• **Yapılacak Görevler**
A. Tampere metninde "bu kuzeydeki yerleşimin" ile "erasmusçuları da sevindireyim." arasındaki bölümü, bu iki ifade de dahil olmak üzere birebir yazınız.
B. Tampere metninde "nasijarvi ve pyhajarvi adlı iki gölün" sözleriyle başlayan paragrafı, temel bilgilerini koruyarak daha kısa biçimde yeniden yazınız.

• **Sayfa**
☆ ☆ ☆ ☆ ☆ ☆ ☆
• şu ana kadar 3 ayımı geçirdiğim, önümde umuyorum ki daha sıcak ve yeşil 2 ayımın daha olduğu sabredemeyip sonunda hakkında entry girdiğim yaşanılası, çok güzel bir finlandiya şehri. helsinkiden sonraki en büyük ikinci fin şehri. -tabi espoo'yu helsinki'ye bağlı sayarsak.- //edit: nisan 18, hala kar yağıyor sözlük.

    nasijarvi ve pyhajarvi adlı iki gölün birleştiği noktada kurulmuş olan tampere tarihsel ve kültürel olarak çok önemli bir yere sahip değil. 250 bin nüfuslu bir fin şehri olan tampere bize göre küçük, nordik ülkelere yeterince büyük bir yerleşim yeri. doğal güzellikler açısından yeterince doyurucu olan şehir, aynı zamanda helsinki'yi 3-4-5e katlayacak iyilikteki insanıyla rahatlıkla kalbinizi kazanabilir. bu bakımdan turistik anlamda çok zayıf kalsa bile bu huzur dolu yanıyla yaşamanın çok büyük zevk verdiği yerler listesine girebiliyor.

    üniversite

    bu kuzeydeki yerleşimin birimin ülkemizde normal şartlarda olduğundan çok daha fazla popüleritesinin olmasının sebebi ise elbette benim de burada olma nedenim, erasmus. burada bulunan tampere university of technology (tut) ve university of tampere (uta) ülkemiz de dahil olmak üzere birçok üniversite ile erasmus anlaşması yapmışlar, bu sayede her yıl tampere'ye önemli miktarda erasmusçu gençler geliyor. bu okullardan tut hervanta adlı şehrin güneyinde kalan bölgesinde iken uta ise şehir merkezindedir. her ikisinin de gayet güzel okullar olduğunu söyleyerek, bu başlığa muhtemelen bu amaçlarla gelmiş olan erasmusçuları da sevindireyim.
☆ ☆ ☆ ☆ ☆ ☆ ☆
• **Çıkarılan Veriler**
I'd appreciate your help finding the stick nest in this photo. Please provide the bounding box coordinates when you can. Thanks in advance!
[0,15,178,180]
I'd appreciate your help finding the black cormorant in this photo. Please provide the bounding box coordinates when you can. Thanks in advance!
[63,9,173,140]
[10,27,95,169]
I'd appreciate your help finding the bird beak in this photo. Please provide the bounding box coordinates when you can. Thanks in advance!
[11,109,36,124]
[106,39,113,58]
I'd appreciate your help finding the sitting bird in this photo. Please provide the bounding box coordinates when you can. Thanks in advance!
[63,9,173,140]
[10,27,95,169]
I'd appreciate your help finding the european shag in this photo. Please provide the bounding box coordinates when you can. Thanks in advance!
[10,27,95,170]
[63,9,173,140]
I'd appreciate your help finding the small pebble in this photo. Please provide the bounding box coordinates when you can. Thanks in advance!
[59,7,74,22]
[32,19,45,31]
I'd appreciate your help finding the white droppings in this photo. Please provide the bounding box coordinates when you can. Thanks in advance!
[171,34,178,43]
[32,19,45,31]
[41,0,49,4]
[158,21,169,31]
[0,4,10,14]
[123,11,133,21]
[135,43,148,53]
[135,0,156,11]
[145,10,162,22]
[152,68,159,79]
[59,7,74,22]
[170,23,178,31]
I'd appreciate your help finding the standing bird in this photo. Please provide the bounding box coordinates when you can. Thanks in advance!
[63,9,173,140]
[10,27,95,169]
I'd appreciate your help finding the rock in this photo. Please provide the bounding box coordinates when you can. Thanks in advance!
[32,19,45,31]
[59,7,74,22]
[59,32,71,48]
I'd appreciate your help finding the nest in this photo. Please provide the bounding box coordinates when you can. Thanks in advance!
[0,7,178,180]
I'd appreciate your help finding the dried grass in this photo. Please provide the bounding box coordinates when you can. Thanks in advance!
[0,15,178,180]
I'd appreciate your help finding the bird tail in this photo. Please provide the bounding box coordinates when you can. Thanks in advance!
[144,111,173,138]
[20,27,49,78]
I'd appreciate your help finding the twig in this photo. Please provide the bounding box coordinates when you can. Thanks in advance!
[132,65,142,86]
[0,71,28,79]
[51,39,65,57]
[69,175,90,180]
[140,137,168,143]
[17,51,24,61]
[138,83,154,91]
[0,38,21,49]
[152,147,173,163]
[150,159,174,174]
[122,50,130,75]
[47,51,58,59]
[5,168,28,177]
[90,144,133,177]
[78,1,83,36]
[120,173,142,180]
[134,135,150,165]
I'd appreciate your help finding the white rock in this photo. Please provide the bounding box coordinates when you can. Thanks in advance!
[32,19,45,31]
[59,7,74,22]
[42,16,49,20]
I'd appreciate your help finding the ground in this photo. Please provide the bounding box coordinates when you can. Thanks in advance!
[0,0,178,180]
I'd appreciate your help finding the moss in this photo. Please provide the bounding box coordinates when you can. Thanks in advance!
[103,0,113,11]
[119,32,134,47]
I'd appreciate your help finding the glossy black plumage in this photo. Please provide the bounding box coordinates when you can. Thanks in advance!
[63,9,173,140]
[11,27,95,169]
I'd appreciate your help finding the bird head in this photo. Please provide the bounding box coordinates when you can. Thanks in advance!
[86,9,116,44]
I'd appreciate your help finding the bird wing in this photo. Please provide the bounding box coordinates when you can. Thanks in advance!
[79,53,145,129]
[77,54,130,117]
☆ ☆ ☆ ☆ ☆ ☆ ☆
• **Sıralı Yanıtlar**
A.
bu kuzeydeki yerleşimin birimin ülkemizde normal şartlarda olduğundan çok daha fazla popüleritesinin olmasının sebebi ise elbette benim de burada olma nedenim, erasmus. burada bulunan tampere university of technology (tut) ve university of tampere (uta) ülkemiz de dahil olmak üzere birçok üniversite ile erasmus anlaşması yapmışlar, bu sayede her yıl tampere'ye önemli miktarda erasmusçu gençler geliyor. bu okullardan tut hervanta adlı şehrin güneyinde kalan bölgesinde iken uta ise şehir merkezindedir. her ikisinin de gayet güzel okullar olduğunu söyleyerek, bu başlığa muhtemelen bu amaçlarla gelmiş olan erasmusçuları da sevindireyim.

B. Tampere, Nasijarvi ve Pyhajarvi göllerinin birleştiği noktada kurulmuştur ve tarihsel ile kültürel açıdan çok önemli bir yere sahip değildir. 250 bin nüfuslu şehir, Türkiye ölçülerine göre küçük, Nordik ülkeler için ise yeterince büyük bir yerleşim yeridir. Doğal güzellikleri doyurucudur; insanları da Helsinki'dekilerden kat kat iyidir. Turistik açıdan zayıf kalsa da huzurlu yapısıyla yaşamaktan büyük zevk alınan yerler arasına girebilmektedir.